▸ **The request**
Write out every line of the listing below, requests included, but omit the pictures. Multiply each x and y coordinate in the answers by 1.35 and round to whole numbers, with halves rounded up, while leaving the numbers in the requests and their format samples unchanged.

>> Begin Entries provided

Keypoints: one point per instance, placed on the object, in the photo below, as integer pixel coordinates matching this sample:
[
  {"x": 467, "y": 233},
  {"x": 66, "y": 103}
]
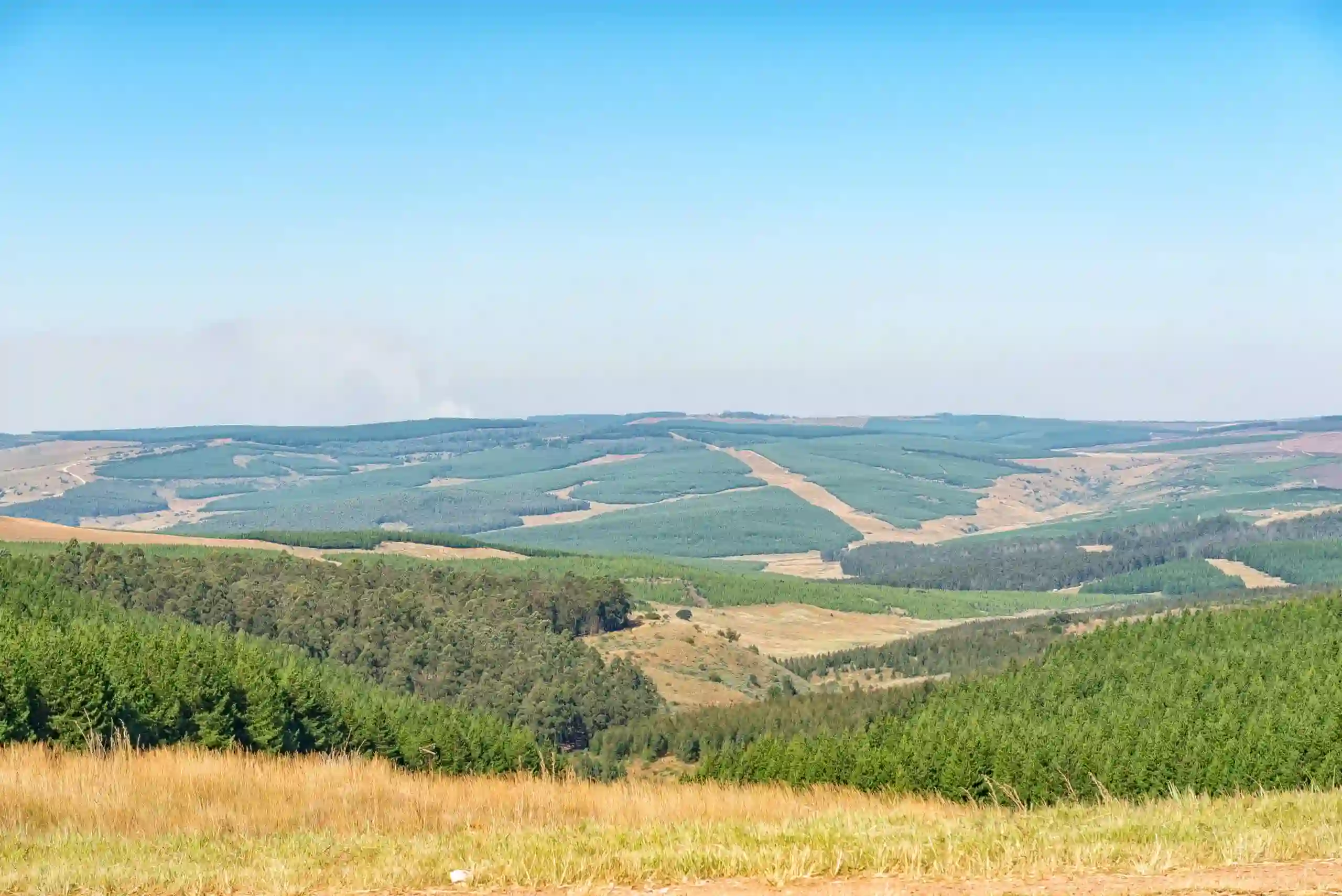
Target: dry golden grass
[{"x": 186, "y": 822}]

>> End Entries provided

▸ **Result of this exercise**
Keypoints: one point per instance, placed on the object, in the photo below, as integer pixel coordinates matching this sample:
[
  {"x": 467, "y": 233},
  {"x": 66, "y": 103}
]
Target: dry golden grass
[{"x": 251, "y": 1110}]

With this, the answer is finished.